Print every one of the rows below verbatim, changing nothing.

Begin RECORDED DATA

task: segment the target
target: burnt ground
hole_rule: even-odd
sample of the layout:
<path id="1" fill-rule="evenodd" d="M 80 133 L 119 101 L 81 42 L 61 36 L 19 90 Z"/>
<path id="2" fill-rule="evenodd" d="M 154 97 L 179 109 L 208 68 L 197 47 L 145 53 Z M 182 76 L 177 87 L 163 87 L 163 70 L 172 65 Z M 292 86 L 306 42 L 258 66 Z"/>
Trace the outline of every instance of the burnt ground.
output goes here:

End RECORDED DATA

EXERCISE RESPONSE:
task: segment the target
target: burnt ground
hole_rule: even-odd
sample of the layout:
<path id="1" fill-rule="evenodd" d="M 80 133 L 119 101 L 81 42 L 61 36 L 19 90 Z"/>
<path id="2" fill-rule="evenodd" d="M 154 97 L 179 109 L 208 68 L 197 47 L 145 53 Z M 182 76 L 177 87 L 163 87 L 163 70 L 172 65 Z M 292 86 L 306 42 L 258 66 Z"/>
Trace the outline of every instance of the burnt ground.
output goes here:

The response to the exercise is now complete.